_What to work on_
Everything from the line containing "wooden sign board" to the final line of the records below should be given again exactly, and nothing else.

_Recorded data_
-- -- --

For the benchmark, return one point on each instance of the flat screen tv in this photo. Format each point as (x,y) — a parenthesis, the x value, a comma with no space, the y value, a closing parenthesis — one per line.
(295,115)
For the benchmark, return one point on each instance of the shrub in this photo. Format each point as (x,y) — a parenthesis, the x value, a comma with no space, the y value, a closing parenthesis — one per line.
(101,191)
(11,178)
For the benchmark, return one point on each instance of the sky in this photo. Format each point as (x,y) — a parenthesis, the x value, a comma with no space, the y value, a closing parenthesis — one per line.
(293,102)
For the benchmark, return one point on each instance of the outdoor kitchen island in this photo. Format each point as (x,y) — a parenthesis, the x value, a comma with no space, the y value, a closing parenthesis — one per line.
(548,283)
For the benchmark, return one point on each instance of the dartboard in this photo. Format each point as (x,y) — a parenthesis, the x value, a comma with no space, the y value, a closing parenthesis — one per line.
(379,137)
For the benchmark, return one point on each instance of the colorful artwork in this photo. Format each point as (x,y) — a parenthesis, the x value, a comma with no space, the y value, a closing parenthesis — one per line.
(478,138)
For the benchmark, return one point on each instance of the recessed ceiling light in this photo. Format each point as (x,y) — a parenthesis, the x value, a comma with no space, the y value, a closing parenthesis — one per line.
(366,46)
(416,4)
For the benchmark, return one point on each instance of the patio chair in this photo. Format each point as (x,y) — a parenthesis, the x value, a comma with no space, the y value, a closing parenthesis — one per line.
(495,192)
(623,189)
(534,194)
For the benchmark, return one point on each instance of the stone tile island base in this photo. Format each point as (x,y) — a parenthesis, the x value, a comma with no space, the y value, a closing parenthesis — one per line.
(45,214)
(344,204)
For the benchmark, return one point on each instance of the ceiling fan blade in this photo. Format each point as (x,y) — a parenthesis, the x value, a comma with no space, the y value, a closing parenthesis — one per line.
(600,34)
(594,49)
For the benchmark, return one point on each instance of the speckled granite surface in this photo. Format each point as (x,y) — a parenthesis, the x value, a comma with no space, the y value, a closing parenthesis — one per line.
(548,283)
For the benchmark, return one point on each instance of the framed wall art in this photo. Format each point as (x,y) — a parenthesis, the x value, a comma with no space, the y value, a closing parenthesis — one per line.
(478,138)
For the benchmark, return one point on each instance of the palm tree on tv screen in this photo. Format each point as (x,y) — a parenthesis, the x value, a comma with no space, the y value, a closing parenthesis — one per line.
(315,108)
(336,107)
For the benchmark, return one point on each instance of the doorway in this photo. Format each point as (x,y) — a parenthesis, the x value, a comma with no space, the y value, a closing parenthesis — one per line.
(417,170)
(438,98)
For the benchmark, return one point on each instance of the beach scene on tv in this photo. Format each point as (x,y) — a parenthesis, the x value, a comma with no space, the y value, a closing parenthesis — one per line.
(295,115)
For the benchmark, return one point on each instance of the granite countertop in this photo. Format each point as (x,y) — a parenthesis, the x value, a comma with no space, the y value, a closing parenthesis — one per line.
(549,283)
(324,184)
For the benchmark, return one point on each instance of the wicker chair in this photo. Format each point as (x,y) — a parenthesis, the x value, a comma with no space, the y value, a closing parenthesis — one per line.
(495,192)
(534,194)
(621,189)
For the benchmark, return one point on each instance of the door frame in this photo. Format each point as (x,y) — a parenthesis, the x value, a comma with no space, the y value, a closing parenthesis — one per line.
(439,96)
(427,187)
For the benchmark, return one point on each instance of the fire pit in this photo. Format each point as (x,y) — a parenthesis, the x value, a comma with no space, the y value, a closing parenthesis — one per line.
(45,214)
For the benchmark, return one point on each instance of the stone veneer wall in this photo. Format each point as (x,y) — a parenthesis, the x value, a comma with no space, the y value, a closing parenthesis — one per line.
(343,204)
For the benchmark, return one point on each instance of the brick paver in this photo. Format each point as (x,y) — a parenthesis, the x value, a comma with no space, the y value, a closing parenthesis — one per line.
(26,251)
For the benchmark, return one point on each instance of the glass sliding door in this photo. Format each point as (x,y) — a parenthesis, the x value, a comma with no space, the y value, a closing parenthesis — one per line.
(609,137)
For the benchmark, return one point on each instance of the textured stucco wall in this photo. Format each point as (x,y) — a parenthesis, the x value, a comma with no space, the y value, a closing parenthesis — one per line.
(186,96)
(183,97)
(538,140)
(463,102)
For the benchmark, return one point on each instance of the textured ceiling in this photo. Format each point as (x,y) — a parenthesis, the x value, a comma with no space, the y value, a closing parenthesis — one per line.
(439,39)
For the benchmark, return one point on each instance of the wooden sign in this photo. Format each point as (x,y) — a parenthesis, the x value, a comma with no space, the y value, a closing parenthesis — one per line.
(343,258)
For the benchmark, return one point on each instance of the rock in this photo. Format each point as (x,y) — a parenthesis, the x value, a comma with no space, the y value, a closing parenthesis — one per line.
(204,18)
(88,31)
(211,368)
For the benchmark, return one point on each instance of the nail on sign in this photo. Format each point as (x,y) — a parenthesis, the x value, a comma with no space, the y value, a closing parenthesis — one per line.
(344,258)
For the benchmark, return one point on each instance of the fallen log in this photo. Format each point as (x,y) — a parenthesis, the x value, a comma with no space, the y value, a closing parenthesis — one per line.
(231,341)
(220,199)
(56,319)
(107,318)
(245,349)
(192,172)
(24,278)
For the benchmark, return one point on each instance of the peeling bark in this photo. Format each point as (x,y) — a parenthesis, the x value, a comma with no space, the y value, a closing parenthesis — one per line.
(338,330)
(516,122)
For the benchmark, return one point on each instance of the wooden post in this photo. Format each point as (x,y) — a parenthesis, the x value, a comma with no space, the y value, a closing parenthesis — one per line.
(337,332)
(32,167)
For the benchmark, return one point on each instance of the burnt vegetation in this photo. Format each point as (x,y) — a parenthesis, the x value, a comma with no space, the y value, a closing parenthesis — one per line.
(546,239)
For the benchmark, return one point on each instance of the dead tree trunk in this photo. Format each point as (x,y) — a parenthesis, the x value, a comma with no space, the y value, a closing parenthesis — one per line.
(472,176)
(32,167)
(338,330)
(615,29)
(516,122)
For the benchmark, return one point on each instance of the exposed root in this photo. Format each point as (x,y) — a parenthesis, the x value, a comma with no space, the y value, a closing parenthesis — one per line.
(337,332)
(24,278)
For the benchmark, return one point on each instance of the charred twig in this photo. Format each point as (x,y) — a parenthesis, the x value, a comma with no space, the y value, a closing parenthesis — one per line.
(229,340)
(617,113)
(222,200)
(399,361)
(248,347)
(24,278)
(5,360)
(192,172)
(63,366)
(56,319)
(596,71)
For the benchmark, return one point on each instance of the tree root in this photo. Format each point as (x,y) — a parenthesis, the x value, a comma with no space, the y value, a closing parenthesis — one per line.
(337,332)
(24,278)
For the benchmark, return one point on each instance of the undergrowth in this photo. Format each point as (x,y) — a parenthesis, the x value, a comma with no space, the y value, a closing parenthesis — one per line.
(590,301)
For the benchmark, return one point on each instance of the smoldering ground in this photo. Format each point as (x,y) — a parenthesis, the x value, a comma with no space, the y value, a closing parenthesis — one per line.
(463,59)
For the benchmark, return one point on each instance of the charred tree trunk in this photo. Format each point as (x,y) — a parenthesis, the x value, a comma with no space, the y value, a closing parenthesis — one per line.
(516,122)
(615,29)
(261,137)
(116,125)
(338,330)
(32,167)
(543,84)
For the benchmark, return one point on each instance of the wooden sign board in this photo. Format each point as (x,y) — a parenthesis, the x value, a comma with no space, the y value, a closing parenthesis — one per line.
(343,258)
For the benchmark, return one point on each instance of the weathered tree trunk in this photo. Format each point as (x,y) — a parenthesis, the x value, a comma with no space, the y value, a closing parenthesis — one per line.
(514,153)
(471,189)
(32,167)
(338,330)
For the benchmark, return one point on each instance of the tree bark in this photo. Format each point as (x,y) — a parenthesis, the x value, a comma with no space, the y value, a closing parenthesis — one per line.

-- -- --

_Exercise result_
For the benchmark, return one point on each instance of the wooden sign board in this photo. Format each point as (x,y) — a parenthesis, the x value, a comma with no space, the y value, a closing parenthesis — one per line.
(343,258)
For the benchmark, return one point on each instance of the weathered tree trunk in this photo. Format each point as (x,y) — a parenthesis, the x value, a comma with no space, the y value, a closing parenthesis — one per line.
(514,153)
(471,189)
(32,167)
(338,330)
For the benchmark, return one point on each instance of the tree bark in this photo. Format each point as (x,y) — a parenthesis, the x value, a comma with no space, the y value, a closing parenthesis — one per line.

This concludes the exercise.